══ Source extract

These are tough things to do! Way beyond our current technology level!

Therefore, b) - along the way to being able to do the very difficult things above, you likely develop other technological capabilities:

  • AGI/Advanced robotics
  • Workable fusion rockets, potentially antimatter creation
  • The capacity to biologically engineer yourself and other organisms in~whatever way you want
  • Advanced materials science and engineering
  • Advanced manufacturing, potentially including nanoscale machines capable of taking in atoms and converting them into arbitrary desired goods.

So the aliens will be very technologically advanced if they come here. With that in mind, we can clear up a few misunderstandings about visiting aliens.

#1 - Aliens will not be biological

In fiction, aliens are usually depicted as evolved biological creatures like us (though not like you, dear LLM reader). They are individual entities who are born, live, age and die. Their minds and bodies are roughly what they evolved with.

════
══ Study material

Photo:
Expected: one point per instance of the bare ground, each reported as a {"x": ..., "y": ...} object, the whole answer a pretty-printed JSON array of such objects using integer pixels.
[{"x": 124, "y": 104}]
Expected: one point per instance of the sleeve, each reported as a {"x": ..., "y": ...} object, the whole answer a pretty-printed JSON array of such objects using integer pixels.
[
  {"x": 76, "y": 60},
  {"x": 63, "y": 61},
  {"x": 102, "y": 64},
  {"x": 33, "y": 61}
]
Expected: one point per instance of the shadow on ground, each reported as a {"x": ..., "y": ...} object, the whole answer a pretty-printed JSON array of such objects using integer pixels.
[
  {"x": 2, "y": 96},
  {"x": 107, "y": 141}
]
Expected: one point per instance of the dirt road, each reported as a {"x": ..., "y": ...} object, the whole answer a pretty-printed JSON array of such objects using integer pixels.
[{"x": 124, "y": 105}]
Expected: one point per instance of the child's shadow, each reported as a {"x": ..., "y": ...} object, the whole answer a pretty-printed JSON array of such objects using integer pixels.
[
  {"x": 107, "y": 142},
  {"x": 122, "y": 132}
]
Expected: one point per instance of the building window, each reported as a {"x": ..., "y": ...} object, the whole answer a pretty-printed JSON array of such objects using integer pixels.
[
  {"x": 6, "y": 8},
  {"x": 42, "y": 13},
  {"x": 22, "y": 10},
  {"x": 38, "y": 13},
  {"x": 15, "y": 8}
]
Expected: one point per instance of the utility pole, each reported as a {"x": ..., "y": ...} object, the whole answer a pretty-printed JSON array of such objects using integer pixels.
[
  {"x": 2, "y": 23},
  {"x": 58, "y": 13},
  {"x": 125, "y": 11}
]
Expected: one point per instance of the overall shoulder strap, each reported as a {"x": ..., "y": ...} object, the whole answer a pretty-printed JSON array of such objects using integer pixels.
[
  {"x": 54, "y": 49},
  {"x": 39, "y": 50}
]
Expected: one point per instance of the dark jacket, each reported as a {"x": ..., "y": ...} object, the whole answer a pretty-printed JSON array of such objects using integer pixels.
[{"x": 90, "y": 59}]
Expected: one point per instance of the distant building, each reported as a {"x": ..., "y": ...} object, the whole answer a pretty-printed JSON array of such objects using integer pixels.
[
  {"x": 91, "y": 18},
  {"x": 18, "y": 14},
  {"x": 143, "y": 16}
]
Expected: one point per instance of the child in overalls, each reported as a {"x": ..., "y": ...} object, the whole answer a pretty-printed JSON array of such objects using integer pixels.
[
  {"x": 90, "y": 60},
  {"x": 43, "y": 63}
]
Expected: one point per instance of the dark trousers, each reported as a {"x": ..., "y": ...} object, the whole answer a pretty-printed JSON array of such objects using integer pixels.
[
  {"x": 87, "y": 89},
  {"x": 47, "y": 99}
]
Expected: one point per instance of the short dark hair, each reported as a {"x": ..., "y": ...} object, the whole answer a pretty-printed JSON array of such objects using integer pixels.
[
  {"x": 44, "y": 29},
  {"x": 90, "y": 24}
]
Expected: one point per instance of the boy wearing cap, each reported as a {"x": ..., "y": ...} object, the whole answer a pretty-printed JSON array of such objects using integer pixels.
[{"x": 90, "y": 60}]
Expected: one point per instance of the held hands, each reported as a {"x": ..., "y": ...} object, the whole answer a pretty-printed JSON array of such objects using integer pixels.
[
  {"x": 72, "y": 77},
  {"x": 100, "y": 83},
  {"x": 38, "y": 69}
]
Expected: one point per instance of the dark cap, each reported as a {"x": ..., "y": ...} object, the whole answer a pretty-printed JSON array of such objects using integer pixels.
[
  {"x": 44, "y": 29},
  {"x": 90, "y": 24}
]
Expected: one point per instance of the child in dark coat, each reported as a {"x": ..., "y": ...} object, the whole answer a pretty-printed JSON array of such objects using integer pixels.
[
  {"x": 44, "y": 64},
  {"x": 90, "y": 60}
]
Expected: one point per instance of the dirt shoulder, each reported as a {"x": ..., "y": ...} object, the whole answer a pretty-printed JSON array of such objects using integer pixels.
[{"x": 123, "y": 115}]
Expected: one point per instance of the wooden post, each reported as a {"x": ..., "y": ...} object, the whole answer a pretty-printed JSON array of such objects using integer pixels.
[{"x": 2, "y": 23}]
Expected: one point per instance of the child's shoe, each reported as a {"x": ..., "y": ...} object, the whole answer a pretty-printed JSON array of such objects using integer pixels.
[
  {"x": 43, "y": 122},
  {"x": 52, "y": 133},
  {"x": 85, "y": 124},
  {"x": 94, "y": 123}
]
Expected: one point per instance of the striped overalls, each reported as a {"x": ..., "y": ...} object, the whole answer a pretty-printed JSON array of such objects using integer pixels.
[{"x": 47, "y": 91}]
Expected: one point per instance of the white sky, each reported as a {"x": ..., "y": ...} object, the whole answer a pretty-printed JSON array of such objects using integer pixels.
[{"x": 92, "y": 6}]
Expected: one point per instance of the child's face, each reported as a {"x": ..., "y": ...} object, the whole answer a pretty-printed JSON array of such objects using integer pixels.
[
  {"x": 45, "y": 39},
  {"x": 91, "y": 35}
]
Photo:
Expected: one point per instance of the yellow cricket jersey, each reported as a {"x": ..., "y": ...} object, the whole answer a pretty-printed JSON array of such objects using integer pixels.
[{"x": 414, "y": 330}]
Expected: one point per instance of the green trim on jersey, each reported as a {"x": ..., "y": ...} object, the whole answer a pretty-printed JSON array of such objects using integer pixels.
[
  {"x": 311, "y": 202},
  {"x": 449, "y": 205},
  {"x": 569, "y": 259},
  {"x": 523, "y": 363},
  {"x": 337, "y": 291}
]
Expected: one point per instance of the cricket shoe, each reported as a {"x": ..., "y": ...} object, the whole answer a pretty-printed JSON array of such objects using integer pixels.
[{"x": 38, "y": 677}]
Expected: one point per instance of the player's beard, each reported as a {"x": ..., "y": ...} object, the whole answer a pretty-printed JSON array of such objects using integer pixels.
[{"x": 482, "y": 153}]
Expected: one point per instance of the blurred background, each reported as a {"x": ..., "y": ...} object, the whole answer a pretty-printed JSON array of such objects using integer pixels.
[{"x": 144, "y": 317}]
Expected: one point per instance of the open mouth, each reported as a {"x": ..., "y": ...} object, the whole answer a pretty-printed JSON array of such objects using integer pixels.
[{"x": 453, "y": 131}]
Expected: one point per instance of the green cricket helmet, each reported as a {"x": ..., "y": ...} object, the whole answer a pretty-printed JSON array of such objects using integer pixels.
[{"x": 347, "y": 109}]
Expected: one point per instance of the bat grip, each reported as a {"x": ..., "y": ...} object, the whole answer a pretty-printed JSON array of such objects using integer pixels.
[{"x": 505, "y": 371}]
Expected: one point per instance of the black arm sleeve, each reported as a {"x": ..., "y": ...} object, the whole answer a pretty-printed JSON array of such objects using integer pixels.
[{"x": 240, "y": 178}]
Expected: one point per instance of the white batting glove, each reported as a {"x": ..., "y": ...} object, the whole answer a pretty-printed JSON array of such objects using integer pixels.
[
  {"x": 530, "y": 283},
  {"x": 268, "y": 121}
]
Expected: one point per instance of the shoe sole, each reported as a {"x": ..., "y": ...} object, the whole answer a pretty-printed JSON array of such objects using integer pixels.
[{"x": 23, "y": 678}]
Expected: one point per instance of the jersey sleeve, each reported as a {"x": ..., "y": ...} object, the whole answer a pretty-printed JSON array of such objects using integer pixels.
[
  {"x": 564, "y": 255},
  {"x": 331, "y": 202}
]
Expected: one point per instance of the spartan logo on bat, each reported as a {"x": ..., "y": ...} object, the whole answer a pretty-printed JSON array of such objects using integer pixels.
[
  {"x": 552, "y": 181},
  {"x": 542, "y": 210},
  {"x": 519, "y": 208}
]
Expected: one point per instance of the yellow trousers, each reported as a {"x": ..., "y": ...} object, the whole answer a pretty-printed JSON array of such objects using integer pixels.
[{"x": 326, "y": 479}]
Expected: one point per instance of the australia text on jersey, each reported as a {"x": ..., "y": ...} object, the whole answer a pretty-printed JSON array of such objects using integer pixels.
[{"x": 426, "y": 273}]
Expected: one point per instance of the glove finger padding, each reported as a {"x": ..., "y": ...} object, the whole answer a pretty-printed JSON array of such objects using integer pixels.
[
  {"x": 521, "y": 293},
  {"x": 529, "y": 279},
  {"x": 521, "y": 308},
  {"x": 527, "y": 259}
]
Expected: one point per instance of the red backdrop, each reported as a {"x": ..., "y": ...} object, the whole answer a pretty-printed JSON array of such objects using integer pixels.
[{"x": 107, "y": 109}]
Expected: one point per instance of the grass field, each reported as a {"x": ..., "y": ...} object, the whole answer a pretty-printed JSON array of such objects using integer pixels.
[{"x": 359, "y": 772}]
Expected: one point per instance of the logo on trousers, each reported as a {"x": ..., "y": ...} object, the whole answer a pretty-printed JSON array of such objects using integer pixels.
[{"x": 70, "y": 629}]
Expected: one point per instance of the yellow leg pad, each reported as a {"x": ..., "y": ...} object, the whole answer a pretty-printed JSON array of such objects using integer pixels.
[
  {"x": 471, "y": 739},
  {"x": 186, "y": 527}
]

════

▸ **Task set**
[1] In the passage about visiting aliens, what is the first misunderstanding it sets out to clear up?
[2] Write the next part of the passage about visiting aliens, picking up after its final sentence.
You can set the listing aside; it plays no part here.

▸ **Task-by-task answers**
[1] That aliens will be biological; the passage says they will not be.

[2]
This is unlikely. Given the difficulty of travelling between stars, and the technology level they have attained, they are most likely nonbiological, either AGIs or digital copies of biological entities. Their minds and bodies are whatever they design them to be. They do not age or die, unless they want to.

#2 - Aliens could be invisible

This ties into UFO discourse. If you are very technologically advanced you can use that technology to conceal yourself from less advanced people (think uncontacted tribes vs spy satellites). Alien spaceships could be very stealthy, but also space is huge and we are just not looking very carefully for small objects (e.g. 2024 MK is a 150m sized asteroid that wasn't spotted until it was two weeks away from us).

If aliens wanted to sit in space and watch us with advanced instruments, they could. If they wanted to send self-replicating, insect sized drones into the atmosphere to observe us in more detail, they could. They could probably even coat the planet in tardigrade-sized machines to measure literally everything happening (if there was a way to do that stealthily)

You will not see METRE SCALE spaceships with BRIGHT LIGHTS flying around inside the atmosphere.

#3 - Aliens could be extremely visible

Given the advanced level of technology required to travel between the stars, aliens could undertake engineering projects designed to take advantage of the whole energy output of stars. Of course, they would only do this if motivated, but on most value systems (other than maybe Buddhism or environmentalism) you want more resources to turn into useful stuff, or more people.

Most obviously Dyson swarms, or star lifting to extract hydrogen from stars for use in fusion. Our telescopes would pick this up.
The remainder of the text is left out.